◆ PROBLEM TO SOLVE
Please edit the material starting with the line with "Where in the scene above is the deck" and going on through the line with "[345,102,373,188]", replacing "chair" with "seat" and leaving everything else unchanged. Give back only those lines.

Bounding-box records
## Start
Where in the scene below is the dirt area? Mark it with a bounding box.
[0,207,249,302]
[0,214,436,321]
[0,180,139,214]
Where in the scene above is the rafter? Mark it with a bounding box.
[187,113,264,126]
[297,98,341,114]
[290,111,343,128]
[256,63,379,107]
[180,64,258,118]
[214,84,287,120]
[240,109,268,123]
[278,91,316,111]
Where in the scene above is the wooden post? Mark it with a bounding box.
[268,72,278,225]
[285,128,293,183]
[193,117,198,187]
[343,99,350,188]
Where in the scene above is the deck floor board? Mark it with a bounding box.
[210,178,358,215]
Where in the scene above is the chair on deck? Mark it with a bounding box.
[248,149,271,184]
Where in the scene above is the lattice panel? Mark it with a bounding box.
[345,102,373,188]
## End
## Start
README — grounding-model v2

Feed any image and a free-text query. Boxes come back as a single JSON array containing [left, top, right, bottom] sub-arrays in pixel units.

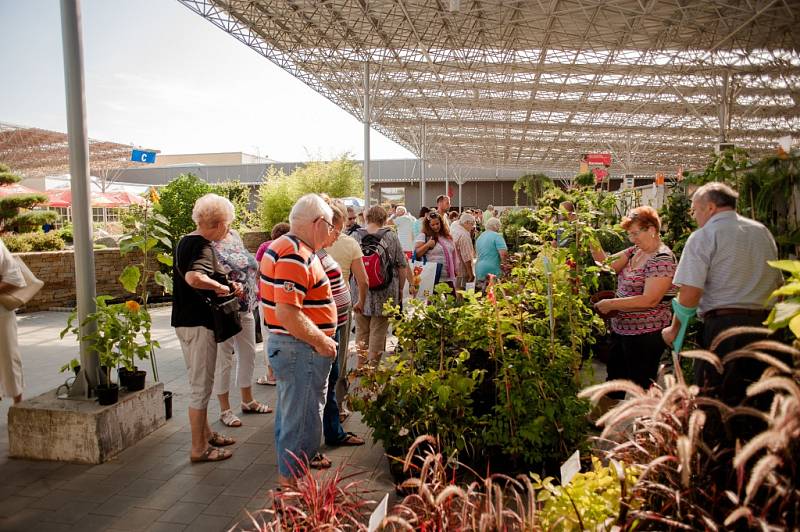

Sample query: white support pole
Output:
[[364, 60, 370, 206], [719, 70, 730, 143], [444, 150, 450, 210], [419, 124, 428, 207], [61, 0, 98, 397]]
## End
◆ EXERCISE RESULT
Where in the scene above is the deck floor board? Mark it with a bounding box.
[210,178,358,215]
Where in the scene above is the seat on deck? Mark it with a bounding box.
[248,149,271,184]
Where in the scene above is the lattice panel? Mark it with a bounding box.
[345,102,373,188]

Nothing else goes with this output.